**Task requirements:**
Take the listing that follows and copy it precisely.

Exercise data START

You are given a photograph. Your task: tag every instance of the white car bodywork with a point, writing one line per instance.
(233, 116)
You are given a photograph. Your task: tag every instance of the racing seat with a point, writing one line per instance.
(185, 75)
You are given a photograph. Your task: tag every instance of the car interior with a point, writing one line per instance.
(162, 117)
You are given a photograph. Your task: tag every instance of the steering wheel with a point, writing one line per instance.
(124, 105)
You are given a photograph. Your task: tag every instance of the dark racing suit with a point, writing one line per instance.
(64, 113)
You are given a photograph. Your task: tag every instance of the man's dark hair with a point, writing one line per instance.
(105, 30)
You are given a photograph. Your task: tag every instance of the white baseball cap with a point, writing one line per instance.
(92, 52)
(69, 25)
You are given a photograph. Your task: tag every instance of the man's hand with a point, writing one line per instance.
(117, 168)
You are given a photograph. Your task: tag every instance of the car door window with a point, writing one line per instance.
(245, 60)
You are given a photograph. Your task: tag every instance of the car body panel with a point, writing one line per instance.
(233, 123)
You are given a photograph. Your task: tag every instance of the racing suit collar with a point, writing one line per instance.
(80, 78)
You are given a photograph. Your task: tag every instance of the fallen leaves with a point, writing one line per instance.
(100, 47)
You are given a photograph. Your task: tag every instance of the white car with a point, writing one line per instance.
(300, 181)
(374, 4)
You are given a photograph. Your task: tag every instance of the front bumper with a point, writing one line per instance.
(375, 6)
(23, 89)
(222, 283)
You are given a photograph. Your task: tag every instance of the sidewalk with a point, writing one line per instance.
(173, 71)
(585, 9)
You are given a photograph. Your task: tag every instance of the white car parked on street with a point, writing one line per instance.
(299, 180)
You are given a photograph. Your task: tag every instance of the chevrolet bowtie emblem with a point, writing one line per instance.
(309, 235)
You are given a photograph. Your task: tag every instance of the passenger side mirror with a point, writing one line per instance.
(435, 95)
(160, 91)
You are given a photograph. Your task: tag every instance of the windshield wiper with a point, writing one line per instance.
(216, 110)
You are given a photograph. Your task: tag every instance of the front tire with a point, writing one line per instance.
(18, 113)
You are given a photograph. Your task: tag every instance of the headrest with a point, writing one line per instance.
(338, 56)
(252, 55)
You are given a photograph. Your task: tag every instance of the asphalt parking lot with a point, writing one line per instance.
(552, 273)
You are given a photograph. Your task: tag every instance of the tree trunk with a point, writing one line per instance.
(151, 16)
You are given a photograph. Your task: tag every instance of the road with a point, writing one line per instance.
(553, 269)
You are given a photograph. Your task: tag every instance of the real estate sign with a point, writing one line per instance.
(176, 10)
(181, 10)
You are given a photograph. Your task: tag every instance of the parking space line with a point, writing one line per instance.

Exercise data END

**Output for this exercise:**
You are given a photograph. Your task: tag every instance of the white car bodywork with a point, writing one line per instance.
(233, 116)
You are given a photograph. Your task: tag every instance of the racing seat with a point, writing one line per instance.
(185, 75)
You are given a photograph. Your task: tag every instance of the car interior with a point, writing one line per instance.
(162, 117)
You are given a photograph. Your task: tag every instance of the steering wheel with a point, writing one line per instance.
(124, 105)
You are given a photograph. Your task: tag every instance of the dark racing suit with a point, writing one line per instance.
(64, 113)
You are given a photograph. Your task: tag every instance of the man's dark hair with a point, writing one line per instance.
(105, 30)
You are given a photograph. Your task: tag every instance of the white baseball cap with a point, writing one line per instance.
(92, 52)
(69, 25)
You are given a photograph. Your task: tag every instance of the man's hand with a point, writing one line per instance.
(117, 168)
You are given a photograph. Your task: tag every instance of the car door window with a point, writing one line per instance.
(245, 60)
You are given a photograph. Your task: tag every instance of the car body panel with a point, writing one line per instance.
(233, 123)
You are given a photograph. Your task: tag every instance of the racing suit collar with a point, writing one line per instance.
(80, 78)
You are given a photograph. Your task: tag every instance of the fallen leaves with a point, writing one line per instance.
(100, 47)
You are given a photograph. Your task: tag every instance of the white car with a point, writing one line per instance.
(300, 181)
(374, 4)
You are given a photograph. Your task: tag every instance of the front bumper with a point, writing one line per instance.
(375, 6)
(23, 89)
(222, 283)
You are given a photograph. Your task: tag every instance of the sidewalk with a point, writing one line per instance.
(173, 71)
(585, 9)
You are given a photograph. Your task: tag every instance of the white car parked on street with a point, writing one line per instance.
(299, 180)
You are given a photograph. Your task: tag every instance of the chevrolet bowtie emblem with a point, writing one line per instance.
(309, 235)
You are given a photograph. Your task: tag every instance of the passenger side mirror with a point, writing one line per instance.
(435, 95)
(160, 91)
You are given a photograph. Your task: tag every instance of the windshield wiper with a point, writing one line per instance.
(216, 110)
You are given a photograph. Your task: tag every instance of the front tire with a point, writing one line per instance.
(18, 113)
You are given a photograph. Your task: tag every instance of the headrest with a point, writing one line per instance.
(338, 56)
(252, 55)
You are given a photograph. Your task: tag every instance of the asphalt parking lot with a point, writing one line per instance.
(552, 273)
You are given a photograph. Your task: tag every instance of the tree trunk with a point, writing one line per instance.
(151, 16)
You are given a photograph. Your task: tag every instance of the road with a point, writing one line per instance.
(553, 269)
You are given a photograph. Your task: tag every instance of the real estate sign with a point, writing one line per instance.
(176, 10)
(181, 10)
You are given a photograph. Your task: tag every instance of the parking space line with a point, writing one line per instance.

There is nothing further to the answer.